> _Activity 1_:
In the text about Hugh Miller, what is the name of the cemetery where he is buried?
> _Activity 2_:
Translate this sentence from the Hugh Miller text into Spanish: "Before his death, he wrote a poem called Strange but True."
> _Activity 3_:
Rewrite the part of the Hugh Miller text between "Miller held that" and "species were homologous.", inclusive, replacing "great age" with "immense age".

> _Document extract_:
┏━━

Hugh Miller (1802–1856) was a self-taught Scottish geologist and writer and folklorist.

Among his geological works are The Old Red Sandstone (1841), The Testimony of the Rocks (1856), Sketch-book of Popular Geology. Of these books, perhaps The Old Red Sandstone was the best-known. The Old Red Sandstone is still a term used to collectively describe sedimentary rocks deposited as a result of the Caledonian orogeny in the late Silurian, Devonian and earliest part of the Carboniferous period.

Miller held that the Earth was of great age, and that it had been inhabited by many species which had come into being and gone extinct, and that these species were homologous.

For most of 1856, Miller suffered severe headaches and mental distress, and the most probable diagnosis is of psychotic depression. Victorian medicine did not help. He feared that he might harm his wife or children because of persecutory delusions.

Miller committed suicide, shooting himself in the chest with a revolver in his house on Tower Street, Portobello, on the night he had finished checking printers' proofs for his book on Scottish fossil plants and vertebrates, The Testimony of the Rocks. Before his death, he wrote a poem called Strange but True.

A shocked Western world mourned him, and his funeral procession was among the largest in the memory of Edinburgh residents.

He is buried in the Grange Cemetery in Edinburgh.

Miller's death was very tragic, and his life brief, but he left a heritage of new discoveries of several Silurian sea scorpions (the eurypterid genus Hughmilleria was named in his honour), and many Devonian fishes, including several placoderms (the arthrodire Millerosteus also honoured him), described in his popular books. Though he had no academic credentials, he is today considered one of Scotland's premier palaeontologists.

┗━━

(Collected data entries)
┏━━

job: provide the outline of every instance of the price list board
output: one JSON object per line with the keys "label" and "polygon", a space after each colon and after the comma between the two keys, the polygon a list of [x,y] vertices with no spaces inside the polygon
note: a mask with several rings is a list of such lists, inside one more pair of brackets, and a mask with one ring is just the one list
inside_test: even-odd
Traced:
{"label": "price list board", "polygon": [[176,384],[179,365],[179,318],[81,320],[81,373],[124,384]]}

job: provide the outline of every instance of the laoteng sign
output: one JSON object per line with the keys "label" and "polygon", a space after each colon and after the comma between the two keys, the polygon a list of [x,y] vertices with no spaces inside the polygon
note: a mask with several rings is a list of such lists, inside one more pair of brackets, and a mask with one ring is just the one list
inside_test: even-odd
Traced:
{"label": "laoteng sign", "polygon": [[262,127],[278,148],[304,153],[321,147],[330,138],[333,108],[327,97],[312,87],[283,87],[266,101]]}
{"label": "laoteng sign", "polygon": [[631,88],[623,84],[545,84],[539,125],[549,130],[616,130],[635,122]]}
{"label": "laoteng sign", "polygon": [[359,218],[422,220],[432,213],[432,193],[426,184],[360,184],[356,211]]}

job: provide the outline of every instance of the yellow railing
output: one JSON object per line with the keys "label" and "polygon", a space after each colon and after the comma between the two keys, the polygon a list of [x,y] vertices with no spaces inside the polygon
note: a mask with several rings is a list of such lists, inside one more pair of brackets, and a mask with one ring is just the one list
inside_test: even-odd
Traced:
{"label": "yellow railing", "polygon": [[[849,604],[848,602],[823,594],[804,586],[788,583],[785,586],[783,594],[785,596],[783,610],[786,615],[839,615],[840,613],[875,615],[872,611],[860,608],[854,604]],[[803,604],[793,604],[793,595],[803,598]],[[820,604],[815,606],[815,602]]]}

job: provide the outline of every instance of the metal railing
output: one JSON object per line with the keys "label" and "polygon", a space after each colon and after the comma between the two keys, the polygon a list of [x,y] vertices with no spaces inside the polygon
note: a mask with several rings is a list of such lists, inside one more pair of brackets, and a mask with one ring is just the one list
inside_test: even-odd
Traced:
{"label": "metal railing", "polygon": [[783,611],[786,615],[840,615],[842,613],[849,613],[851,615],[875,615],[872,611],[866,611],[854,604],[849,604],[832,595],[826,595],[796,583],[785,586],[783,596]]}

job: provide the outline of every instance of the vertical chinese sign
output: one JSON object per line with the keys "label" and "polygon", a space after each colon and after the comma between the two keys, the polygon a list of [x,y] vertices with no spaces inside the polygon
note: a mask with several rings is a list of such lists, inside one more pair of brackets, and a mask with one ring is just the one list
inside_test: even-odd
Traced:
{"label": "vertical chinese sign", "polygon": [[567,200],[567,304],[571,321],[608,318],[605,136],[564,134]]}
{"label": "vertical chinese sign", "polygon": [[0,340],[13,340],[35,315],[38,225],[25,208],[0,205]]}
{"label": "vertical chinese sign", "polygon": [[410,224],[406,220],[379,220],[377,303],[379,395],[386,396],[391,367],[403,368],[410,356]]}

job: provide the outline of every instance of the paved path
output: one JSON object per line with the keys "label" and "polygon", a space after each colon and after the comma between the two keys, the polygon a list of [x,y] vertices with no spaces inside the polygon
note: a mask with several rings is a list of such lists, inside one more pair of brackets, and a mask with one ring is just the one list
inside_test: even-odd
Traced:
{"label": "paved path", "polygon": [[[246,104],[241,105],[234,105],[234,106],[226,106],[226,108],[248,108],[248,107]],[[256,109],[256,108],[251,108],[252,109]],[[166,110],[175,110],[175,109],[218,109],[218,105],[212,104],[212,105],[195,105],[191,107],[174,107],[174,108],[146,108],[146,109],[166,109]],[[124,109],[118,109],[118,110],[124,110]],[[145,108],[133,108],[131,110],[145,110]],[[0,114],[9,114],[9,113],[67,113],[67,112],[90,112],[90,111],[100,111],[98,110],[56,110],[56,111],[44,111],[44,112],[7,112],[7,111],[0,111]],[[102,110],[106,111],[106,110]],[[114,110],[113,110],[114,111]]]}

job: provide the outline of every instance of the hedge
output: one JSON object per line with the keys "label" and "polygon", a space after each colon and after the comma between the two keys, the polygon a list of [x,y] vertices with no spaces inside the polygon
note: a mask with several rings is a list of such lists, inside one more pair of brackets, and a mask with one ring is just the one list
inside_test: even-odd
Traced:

┗━━

> _Response area 1_:
The Grange Cemetery in Edinburgh.

> _Response area 2_:
Antes de su muerte, escribió un poema titulado Strange but True.

> _Response area 3_:
Miller held that the Earth was of immense age, and that it had been inhabited by many species which had come into being and gone extinct, and that these species were homologous.